-- begin SUPPLIED TEXT --
What Is the Daruma Doll?
Other than sake that comes in cardboard juice boxes, one of the most peculiar souvenirs people bring back from Japan are Daruma dolls. These are small round figures painted red with great big mustaches and empty eyes that make them look as if they overdid it a bit on the boxed nihonshu. But they aren’t meant only for tourists. A lot of Japanese families actually own a mustachioed red ball with a thousand-mile stare of their own because, in Japan, the Daruma is a little bit like a genie that grants your wishes through blackmail.
When first purchased, Daruma dolls have blank, white eyes so that you can paint a new peeper onto them with a marker. Next, you wish for something like passing your next big exam, with the implicit promise that you’ll paint Daruma’s second eye on after he’s granted you your wish. Some people may also choose to write their wishes somewhere on the doll, to constantly remind it that if it ever wants to enjoy 3D movies again, it better start working on making your dreams come true. But the whole ocular extortion isn’t even close to the grizzliest parts of the doll. For that, we have to go back a few centuries and talk about what first inspired it.
The disturbing history behind the Daruma Doll…and it gets darker.
Daruma dolls are modeled on the monk Bodhidharma, the founder of Zen Buddhism, a sect that stresses the importance of meditation and the contemplation of the world in order to achieve enlightenment. Although not many historical records of the man remain today, legend goes that Bodhidharma once meditated for nine years straight without moving … which eventually caused his arms and legs to atrophy and fall off. That’s why the Daruma dolls look like they do. They are meant to resemble a head and torso missing all of its limbs, making the Daruma one of the most disturbing household ornaments since Elf on the Shelf.
-- end SUPPLIED TEXT --
-- begin DATA --
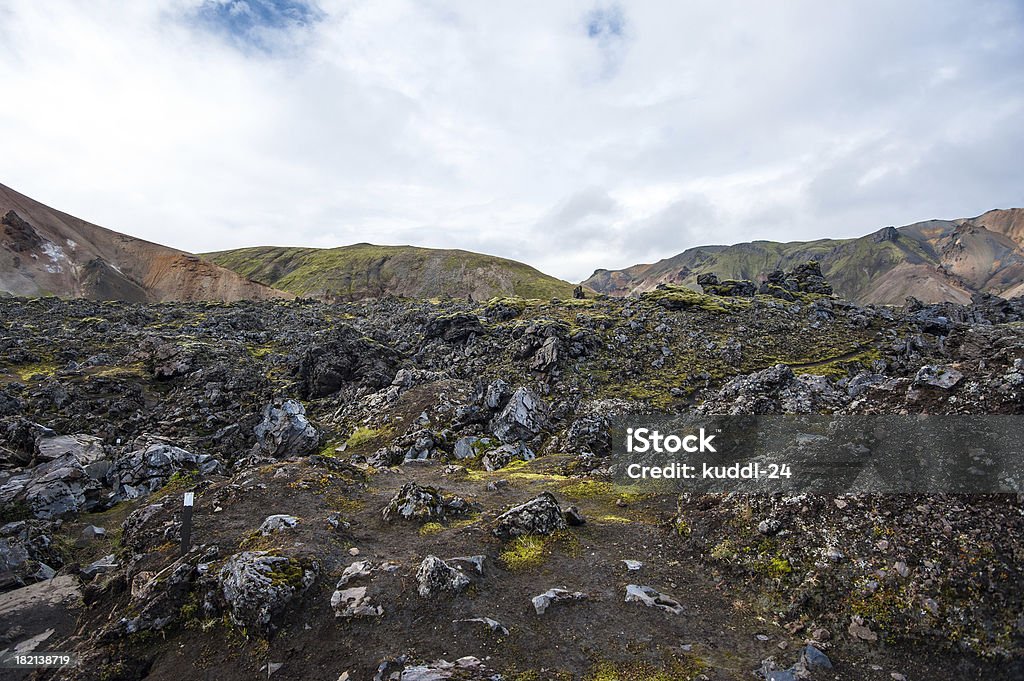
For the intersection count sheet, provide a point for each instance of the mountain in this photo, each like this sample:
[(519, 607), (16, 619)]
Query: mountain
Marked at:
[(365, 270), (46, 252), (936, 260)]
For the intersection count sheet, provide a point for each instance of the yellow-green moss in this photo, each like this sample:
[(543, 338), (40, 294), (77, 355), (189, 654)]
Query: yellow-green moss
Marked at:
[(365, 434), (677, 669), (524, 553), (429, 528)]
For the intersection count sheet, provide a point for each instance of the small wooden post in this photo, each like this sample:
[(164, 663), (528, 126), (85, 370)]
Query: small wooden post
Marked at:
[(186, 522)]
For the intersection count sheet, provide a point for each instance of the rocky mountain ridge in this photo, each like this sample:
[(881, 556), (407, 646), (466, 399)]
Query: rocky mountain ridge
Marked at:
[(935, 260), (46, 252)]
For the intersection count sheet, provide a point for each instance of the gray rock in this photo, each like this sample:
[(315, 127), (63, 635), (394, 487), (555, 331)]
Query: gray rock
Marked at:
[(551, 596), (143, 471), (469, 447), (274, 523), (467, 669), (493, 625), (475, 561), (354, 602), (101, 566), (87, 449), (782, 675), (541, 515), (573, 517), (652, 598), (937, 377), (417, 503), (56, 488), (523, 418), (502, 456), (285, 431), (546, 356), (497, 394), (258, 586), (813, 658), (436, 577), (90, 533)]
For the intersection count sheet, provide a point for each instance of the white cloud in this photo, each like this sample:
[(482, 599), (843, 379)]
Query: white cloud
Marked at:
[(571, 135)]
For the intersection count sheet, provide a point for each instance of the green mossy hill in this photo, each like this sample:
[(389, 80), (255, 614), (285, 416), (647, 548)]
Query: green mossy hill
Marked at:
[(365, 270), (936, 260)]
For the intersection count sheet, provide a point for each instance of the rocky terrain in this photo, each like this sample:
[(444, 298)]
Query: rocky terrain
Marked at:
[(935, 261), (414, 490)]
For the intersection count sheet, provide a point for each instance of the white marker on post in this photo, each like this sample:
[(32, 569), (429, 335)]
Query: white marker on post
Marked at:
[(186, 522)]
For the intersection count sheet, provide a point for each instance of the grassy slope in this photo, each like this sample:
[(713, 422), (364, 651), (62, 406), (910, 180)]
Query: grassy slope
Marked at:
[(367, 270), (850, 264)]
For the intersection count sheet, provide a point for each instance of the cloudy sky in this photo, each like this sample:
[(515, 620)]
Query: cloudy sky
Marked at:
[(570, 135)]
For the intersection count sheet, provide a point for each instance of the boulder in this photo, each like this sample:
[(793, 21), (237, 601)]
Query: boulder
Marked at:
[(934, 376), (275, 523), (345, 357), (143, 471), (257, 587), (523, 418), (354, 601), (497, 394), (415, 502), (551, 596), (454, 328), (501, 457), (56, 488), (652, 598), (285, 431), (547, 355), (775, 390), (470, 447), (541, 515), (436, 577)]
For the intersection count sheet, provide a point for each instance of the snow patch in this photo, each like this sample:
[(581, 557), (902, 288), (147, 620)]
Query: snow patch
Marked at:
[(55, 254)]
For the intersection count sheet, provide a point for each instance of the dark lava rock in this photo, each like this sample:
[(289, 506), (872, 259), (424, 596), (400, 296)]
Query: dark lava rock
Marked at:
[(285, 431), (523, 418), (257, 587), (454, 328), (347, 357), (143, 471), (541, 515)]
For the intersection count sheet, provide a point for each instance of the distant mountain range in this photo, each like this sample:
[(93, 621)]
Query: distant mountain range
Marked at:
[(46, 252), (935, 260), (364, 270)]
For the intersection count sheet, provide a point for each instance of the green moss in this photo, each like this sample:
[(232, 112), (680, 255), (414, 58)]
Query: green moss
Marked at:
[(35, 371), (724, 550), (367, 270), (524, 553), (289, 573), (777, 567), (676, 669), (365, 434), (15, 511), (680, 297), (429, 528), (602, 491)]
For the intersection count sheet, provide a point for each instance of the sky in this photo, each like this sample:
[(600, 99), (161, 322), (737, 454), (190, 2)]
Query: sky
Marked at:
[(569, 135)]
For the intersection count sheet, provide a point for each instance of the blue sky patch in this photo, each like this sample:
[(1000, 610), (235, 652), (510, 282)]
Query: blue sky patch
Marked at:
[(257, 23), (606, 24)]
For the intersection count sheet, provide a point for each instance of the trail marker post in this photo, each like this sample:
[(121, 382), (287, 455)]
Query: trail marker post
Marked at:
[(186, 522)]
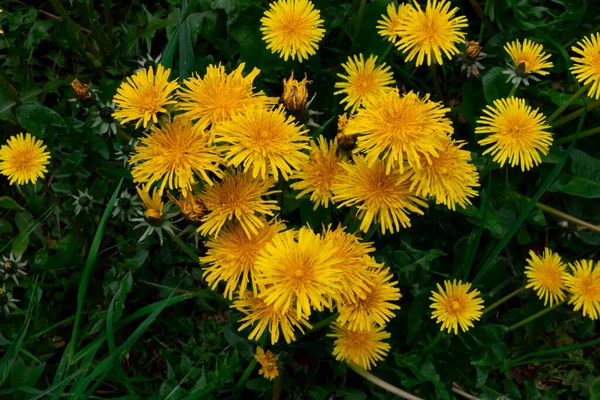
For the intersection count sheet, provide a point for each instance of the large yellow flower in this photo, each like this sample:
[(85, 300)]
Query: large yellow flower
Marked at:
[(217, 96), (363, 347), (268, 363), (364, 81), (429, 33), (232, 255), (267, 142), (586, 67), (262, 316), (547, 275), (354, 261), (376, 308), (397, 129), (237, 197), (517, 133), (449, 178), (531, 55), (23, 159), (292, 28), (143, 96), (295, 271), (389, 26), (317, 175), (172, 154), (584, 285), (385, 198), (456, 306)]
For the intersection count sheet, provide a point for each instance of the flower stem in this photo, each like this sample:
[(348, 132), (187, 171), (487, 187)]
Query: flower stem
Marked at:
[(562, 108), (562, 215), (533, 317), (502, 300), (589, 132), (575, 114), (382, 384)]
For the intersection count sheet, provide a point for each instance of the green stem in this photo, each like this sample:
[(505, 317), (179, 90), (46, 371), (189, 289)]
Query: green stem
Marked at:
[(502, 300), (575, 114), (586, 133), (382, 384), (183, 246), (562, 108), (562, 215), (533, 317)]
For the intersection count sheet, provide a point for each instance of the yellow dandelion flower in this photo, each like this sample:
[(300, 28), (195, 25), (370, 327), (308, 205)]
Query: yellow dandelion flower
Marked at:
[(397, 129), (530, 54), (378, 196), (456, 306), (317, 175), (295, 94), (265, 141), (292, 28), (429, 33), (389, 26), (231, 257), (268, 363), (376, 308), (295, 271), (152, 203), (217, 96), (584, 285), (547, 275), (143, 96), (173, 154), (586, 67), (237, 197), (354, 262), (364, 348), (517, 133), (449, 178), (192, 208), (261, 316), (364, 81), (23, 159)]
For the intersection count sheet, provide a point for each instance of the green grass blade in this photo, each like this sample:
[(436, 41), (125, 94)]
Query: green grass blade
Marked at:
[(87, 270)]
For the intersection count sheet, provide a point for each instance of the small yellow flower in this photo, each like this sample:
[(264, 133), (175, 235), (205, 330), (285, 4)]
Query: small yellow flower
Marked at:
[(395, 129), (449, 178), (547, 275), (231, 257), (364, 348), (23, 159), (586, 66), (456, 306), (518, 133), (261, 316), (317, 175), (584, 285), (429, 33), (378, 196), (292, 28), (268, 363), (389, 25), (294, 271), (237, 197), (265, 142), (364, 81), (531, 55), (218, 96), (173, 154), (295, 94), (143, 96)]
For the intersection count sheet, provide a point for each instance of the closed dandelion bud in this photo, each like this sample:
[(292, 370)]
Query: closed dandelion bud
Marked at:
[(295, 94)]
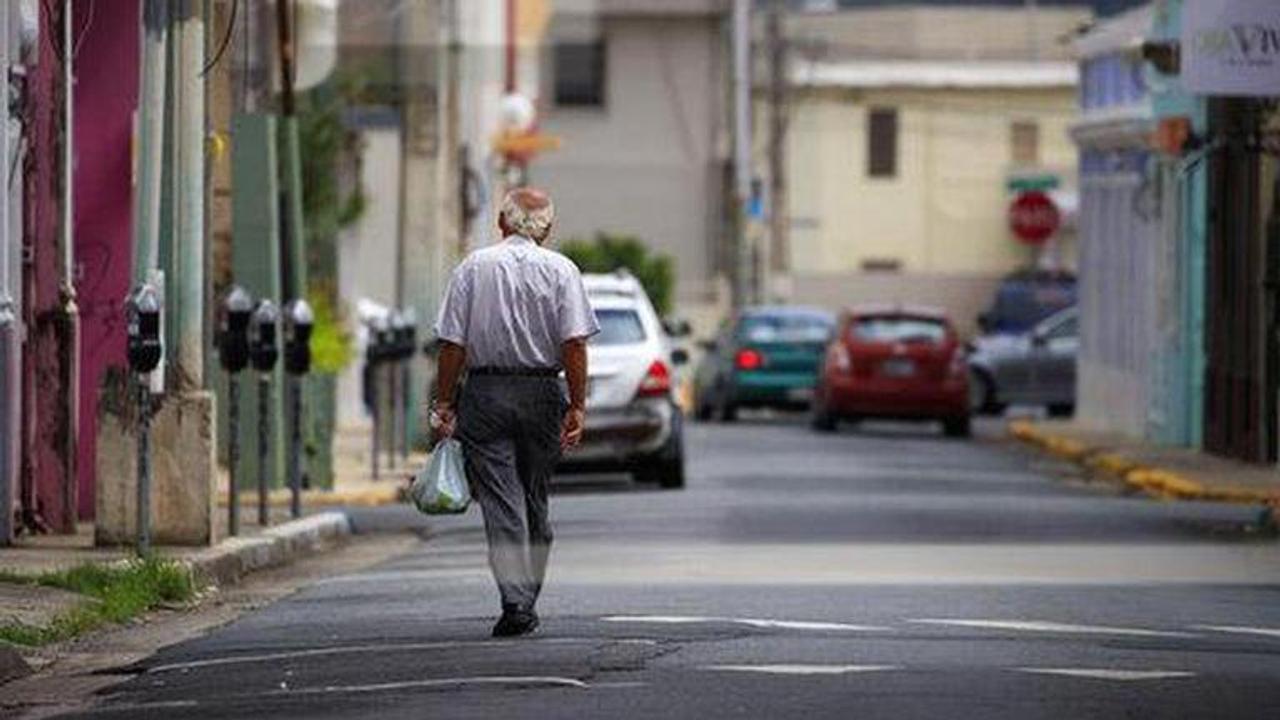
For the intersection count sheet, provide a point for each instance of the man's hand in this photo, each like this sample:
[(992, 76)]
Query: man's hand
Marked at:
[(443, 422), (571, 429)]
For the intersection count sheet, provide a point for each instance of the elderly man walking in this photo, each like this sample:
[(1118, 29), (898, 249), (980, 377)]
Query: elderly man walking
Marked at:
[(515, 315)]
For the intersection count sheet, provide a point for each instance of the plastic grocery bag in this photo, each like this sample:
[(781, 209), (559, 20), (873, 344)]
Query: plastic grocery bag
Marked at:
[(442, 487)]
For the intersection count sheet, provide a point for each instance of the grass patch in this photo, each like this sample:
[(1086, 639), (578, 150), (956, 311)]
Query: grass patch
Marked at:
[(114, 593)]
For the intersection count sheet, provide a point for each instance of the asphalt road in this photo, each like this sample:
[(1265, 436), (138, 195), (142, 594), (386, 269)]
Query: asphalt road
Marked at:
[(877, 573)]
-- end DATA --
§ **WRITTEN TASKS**
1: In the Daruma doll text, which monk are the dolls modeled on?
2: Return the passage of the Daruma doll text between "Daruma dolls are" and "on the Shelf.", inclusive.

§ **REPLIES**
1: Bodhidharma, the founder of Zen Buddhism.

2:
Daruma dolls are modeled on the monk Bodhidharma, the founder of Zen Buddhism, a sect that stresses the importance of meditation and the contemplation of the world in order to achieve enlightenment. Although not many historical records of the man remain today, legend goes that Bodhidharma once meditated for nine years straight without moving … which eventually caused his arms and legs to atrophy and fall off. That’s why the Daruma dolls look like they do. They are meant to resemble a head and torso missing all of its limbs, making the Daruma one of the most disturbing household ornaments since Elf on the Shelf.